*** Opening Document segment ***
Why scorpions coat their pincers and stingers with metal

Deadly weapon: scorpions reinforce their pincers and stingers with heavy metals

Arachnologists at the Smithsonian National Museum of Natural History uncovered a surprising trick scorpions use to toughen their weapons. They found that some of the planet’s most fearsome arachnids reinforce their pincers and stingers with heavy metals.

These arachnids (Arachnida) reinforce their weapons — their pincers and stingers — with heavy metals, including:

  • zinc
  • manganese
  • iron

Real metalheads: scorpions harden their weapons with metals

Scientists examined the stingers and pincers of 18 scorpion species using X-ray analysis and electron microscopy. The team also investigated which body parts accumulate which metals.

They found that zinc often concentrates at the tip of the stinger, with manganese appearing further along its length.

In the pincers, zinc and iron are most often located along the inner surface of the cutting edge. That placement helps the weapons withstand heavy loads when gripping and crushing prey.

Higher zinc content in the pincers usually correlated with lower zinc content in the stinger, and vice versa.
*** Closing Document segment ***
[Required work]
1. According to the article on scorpions' metal-reinforced weapons, how many scorpion species did the scientists examine?
2. Write the next part of the article on scorpions' metal-reinforced weapons, picking up after its final sentence.
*** Opening Records ***
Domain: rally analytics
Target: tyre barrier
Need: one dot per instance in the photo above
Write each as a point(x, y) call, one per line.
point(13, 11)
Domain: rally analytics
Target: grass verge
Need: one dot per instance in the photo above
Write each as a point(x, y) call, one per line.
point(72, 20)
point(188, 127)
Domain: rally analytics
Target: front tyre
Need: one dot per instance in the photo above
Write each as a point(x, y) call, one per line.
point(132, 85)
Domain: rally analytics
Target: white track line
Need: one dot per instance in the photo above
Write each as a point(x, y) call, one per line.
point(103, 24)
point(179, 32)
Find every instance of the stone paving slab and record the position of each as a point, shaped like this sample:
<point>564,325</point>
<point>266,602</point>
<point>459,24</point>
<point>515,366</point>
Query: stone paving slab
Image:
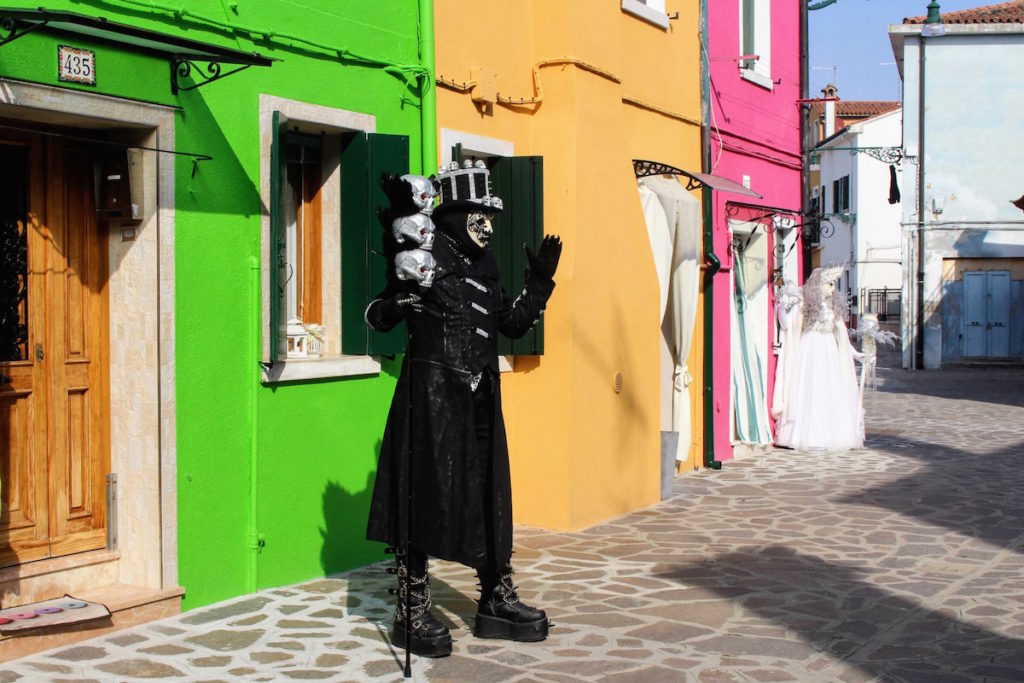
*** Closing Records ***
[Answers by item number]
1. 18 species

2.
scorpion

“Microscopic analysis methods helped us identify individual metals with extraordinary precision and see how nature skillfully integrated them into the scorpion’s weapons,” said Edward Vichenzi, a research associate at the Smithsonian National Museum of Natural History.

Although scorpions share the same basic body plan, different species prioritize different weapons. For example, members of the genus Opistophthalmus have a pair of powerful pincers and a fairly unremarkable tail. Those scorpions rely more on crushing prey with their pincers and use the stinger mainly as an auxiliary tool.

Meanwhile, members of the genus Parabuthus, aptly called fat-tailed scorpions, hunt with a massive tail that delivers fast-acting venom, while their tiny pincers are less important.

One might assume that larger pincers would be reinforced with more metal than smaller ones. The team tested that hypothesis, but the reality proved more complicated.

The analysis showed that species with longer pincers and lower crushing force had pincers richer in zinc. That pattern makes sense.

“This points to zinc’s role in providing not just hardness but, above all, strength,” said Sam Campbell, an evolutionary biologist at the University of Queensland in Australia. “Long pincers are needed to grab prey and keep it from escaping before injecting venom. This finding implies an evolutionary link between how a weapon is used and the specific properties of the metal that reinforces it,” Campbell added.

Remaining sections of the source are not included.